## Passage proposé
·····

Dans les sols se trouvent sans doute les solutions globales d’avenir pour la santé des végétaux et, in fine, la composition nutritionnelle des produits de boulangerie. A. DUFUMIER
Les questions de la santé des sols, des plantes, de l’environnement, du climat, de l’écosystème, de la géopolitique mondiale, de la santé humaine etc. sont interconnectées et méritent d’être appréhendées de façon globale, holistique. Et les choix variétaux, les techniques de production inspirées de l’agriculture biologique font sans doute partie des leviers d’action. Une attention toute particulière devra être portée aux sols. C’est là que se trouvent en grande partie les solutions globales pour la santé des végétaux, pour le stockage du carbone, pour la fertilité, pour la nutrition de la plante et pour la composition nutritionnelle des produits. « L’homme est vivant quand la terre est vivante »**, souligne très justement l’agriculteur-chercheur Francis Bucaille, très investi sur le sujet. L’agriculture n’est donc pas condamnée à être la source du désordre écologique ou nutritionnel. Elle peut également être la solution. De nombreuses démarches sont effectuées dans ce sens, notamment celle du stockage du carbone dans les sols. Une démarche bonne pour l’agriculture. Et c’est bon pour l’eau, pour le climat et pour la santé…
*Sébastien Abis, « Le blé au cœur des enjeux stratégiques mondiaux », Hérodote, n°156, p. 125, 2015.
**Francis Bucaille, Revitaliser les sols, Dunod, 2020.

·····

[Données de localisation à un point par instance]
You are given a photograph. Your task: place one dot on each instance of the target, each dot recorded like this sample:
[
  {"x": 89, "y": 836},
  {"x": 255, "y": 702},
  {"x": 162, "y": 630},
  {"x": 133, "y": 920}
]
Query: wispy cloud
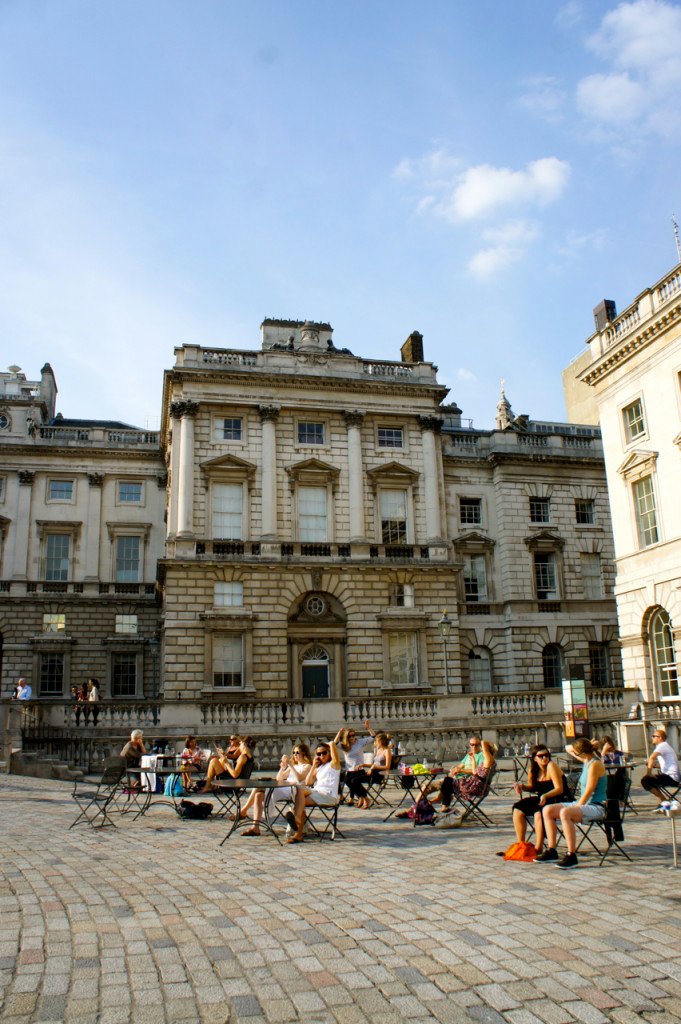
[{"x": 640, "y": 43}]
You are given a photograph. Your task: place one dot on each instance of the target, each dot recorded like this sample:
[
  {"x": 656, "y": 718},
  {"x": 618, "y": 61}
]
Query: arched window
[
  {"x": 551, "y": 666},
  {"x": 479, "y": 670},
  {"x": 664, "y": 655}
]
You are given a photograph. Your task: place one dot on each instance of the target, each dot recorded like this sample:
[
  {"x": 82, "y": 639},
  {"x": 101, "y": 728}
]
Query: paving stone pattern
[{"x": 154, "y": 923}]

·····

## Énoncé détaillé
D’après le passage proposé, quelle phrase l’agriculteur-chercheur Francis Bucaille souligne-t-il ?

## Réponse finale
« L’homme est vivant quand la terre est vivante. »